Certaines institutions bannissent les téléphones portables des salles de classe. D’autres gavent les élèves d’écrans en tout genre. Et d’autres encore laissent les enseignant·es gérer cette question. À défaut d’être souples, les deux premières situations ont le mérite de la clarté. Mais si l’on se trouve dans la troisième… quelle place accorder aux portables dans un cours de théâtre?
J’ai été marqué il y a quelques années par un reportage radiophonique de l’émission Vacarme de notre chère Radio suisse romande. Le thème de cet épisode? L’attention. La journaliste était plongée dans une classe de la Haute école dʹingénierie et de gestion à Yverdon-les-Bains.

········

● CONSIGNE DE TRAVAIL: Indiquez si chacune des affirmations (a), (b) et (c) s'accorde avec le texte étudié, en répondant par oui ou par non et en citant mot pour mot les termes du texte qui tranchent. (a) Toutes les institutions interdisent les téléphones portables en classe. (b) Le reportage évoqué provient de l'émission Vacarme. (c) La journaliste se trouvait dans une classe à Yverdon-les-Bains. Les lignes présentées ensuite ne sont pas nécessaires.

● CONTENU DES DONNÉES:
········

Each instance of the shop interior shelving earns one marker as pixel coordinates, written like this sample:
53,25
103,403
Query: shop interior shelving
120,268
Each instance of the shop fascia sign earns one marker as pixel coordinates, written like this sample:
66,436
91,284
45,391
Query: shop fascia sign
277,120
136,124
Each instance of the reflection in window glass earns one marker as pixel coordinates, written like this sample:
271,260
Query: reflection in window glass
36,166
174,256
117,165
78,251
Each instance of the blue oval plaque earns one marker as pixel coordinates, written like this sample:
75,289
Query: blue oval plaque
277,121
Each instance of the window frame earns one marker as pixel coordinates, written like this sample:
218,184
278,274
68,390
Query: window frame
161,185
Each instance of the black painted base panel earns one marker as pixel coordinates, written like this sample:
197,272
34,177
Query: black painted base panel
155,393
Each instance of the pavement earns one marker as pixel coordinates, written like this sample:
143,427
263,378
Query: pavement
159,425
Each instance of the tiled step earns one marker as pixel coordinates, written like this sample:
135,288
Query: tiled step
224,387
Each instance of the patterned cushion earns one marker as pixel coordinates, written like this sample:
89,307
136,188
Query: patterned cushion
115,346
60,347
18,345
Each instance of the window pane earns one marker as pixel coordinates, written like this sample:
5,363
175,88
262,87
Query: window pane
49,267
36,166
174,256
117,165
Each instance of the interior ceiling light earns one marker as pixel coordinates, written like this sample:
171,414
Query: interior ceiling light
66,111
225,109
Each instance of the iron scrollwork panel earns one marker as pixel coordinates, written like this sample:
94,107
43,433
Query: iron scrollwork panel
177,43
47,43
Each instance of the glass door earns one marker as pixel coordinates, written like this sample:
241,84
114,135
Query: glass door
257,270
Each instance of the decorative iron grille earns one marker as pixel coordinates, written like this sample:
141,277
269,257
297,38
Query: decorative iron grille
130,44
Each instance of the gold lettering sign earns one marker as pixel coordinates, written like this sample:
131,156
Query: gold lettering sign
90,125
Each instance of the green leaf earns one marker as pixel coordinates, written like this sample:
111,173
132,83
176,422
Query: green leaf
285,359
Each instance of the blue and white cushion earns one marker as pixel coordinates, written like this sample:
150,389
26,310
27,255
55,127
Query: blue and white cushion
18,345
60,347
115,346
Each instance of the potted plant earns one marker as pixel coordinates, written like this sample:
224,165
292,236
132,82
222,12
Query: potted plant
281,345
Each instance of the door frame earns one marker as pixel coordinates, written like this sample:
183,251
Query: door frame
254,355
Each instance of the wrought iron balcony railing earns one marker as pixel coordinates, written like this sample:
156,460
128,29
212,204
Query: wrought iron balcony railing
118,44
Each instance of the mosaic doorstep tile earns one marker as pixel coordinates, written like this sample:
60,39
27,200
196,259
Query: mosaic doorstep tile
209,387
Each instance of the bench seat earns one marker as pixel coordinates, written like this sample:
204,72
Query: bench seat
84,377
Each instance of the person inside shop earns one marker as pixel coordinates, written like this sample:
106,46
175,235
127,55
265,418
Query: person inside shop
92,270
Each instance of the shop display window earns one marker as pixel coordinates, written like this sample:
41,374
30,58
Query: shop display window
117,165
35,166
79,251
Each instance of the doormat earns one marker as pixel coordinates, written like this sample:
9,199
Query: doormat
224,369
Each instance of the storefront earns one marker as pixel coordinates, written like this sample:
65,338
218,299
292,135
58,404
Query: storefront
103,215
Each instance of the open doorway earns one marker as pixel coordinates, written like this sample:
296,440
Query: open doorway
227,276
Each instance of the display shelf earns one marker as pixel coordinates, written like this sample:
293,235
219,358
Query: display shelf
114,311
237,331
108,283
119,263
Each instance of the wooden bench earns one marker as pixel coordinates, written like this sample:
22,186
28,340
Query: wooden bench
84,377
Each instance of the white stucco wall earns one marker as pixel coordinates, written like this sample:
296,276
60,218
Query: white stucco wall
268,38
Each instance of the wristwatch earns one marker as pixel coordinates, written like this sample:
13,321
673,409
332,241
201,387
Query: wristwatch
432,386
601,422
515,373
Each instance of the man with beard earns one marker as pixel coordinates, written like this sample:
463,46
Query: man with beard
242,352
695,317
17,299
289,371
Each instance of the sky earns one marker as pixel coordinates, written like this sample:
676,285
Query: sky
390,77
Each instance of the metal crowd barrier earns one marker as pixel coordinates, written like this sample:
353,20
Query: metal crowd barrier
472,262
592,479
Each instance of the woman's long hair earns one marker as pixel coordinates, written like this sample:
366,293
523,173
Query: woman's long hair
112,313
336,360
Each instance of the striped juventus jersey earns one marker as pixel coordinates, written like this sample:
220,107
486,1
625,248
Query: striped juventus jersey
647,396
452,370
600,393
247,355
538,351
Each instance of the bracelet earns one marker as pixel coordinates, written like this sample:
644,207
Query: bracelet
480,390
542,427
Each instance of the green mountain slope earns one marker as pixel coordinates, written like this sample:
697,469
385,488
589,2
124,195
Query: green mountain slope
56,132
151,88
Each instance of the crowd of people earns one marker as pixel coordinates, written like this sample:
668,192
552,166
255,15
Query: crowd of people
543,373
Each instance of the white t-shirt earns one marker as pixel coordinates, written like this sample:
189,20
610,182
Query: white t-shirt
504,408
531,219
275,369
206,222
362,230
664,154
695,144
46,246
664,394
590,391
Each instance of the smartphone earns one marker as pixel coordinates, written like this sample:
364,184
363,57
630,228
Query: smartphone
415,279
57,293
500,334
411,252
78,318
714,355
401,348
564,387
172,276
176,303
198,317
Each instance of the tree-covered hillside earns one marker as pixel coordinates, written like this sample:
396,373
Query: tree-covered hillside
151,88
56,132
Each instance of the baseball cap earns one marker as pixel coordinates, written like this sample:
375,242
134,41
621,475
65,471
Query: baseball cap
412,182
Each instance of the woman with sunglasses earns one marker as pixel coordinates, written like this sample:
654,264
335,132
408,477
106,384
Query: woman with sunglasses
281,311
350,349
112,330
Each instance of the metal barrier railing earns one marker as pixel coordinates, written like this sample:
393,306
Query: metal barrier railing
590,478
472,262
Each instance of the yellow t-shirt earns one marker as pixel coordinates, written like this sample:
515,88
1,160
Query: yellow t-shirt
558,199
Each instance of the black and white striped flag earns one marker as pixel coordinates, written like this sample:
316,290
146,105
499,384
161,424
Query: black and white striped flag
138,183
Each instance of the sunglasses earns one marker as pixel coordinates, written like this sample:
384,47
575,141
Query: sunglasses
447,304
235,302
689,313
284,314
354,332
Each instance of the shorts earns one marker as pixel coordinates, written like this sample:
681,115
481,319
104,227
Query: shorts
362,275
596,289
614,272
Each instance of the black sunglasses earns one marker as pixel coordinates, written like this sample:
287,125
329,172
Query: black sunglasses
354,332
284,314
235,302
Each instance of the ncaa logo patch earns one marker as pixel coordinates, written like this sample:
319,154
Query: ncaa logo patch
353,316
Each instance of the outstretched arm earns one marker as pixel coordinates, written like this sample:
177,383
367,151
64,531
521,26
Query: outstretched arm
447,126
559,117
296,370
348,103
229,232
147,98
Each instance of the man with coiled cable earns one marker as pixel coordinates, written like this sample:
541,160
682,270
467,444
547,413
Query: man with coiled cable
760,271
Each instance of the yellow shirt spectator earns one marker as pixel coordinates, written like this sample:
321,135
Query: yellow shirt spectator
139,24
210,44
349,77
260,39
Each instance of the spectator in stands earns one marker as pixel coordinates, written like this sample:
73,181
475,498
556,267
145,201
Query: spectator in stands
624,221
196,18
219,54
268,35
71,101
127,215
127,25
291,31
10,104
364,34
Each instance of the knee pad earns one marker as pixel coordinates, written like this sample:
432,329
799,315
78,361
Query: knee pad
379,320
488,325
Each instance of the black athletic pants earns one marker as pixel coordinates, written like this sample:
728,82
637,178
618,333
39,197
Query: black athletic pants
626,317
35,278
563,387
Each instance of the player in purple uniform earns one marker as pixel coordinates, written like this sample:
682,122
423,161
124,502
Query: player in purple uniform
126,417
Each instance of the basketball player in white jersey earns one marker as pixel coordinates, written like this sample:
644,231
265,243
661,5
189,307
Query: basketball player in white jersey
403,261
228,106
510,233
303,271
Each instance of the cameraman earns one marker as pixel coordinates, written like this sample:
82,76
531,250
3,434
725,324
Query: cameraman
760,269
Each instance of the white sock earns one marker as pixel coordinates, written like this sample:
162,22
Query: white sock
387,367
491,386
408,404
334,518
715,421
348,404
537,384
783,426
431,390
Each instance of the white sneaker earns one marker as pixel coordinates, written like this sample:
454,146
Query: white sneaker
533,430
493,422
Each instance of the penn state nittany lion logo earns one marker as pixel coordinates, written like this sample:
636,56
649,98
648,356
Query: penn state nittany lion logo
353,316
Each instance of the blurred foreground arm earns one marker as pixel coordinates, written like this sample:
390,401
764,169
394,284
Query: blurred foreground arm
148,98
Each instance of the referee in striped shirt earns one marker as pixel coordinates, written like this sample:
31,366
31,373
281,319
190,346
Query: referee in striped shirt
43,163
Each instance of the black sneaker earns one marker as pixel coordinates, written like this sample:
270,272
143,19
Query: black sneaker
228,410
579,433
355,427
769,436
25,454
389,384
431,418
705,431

········

● RÉPONSE:
(a) Non : « Certaines institutions bannissent les téléphones portables des salles de classe. »
(b) Oui : « un reportage radiophonique de l’émission Vacarme de notre chère Radio suisse romande »
(c) Oui : « La journaliste était plongée dans une classe de la Haute école dʹingénierie et de gestion à Yverdon-les-Bains. »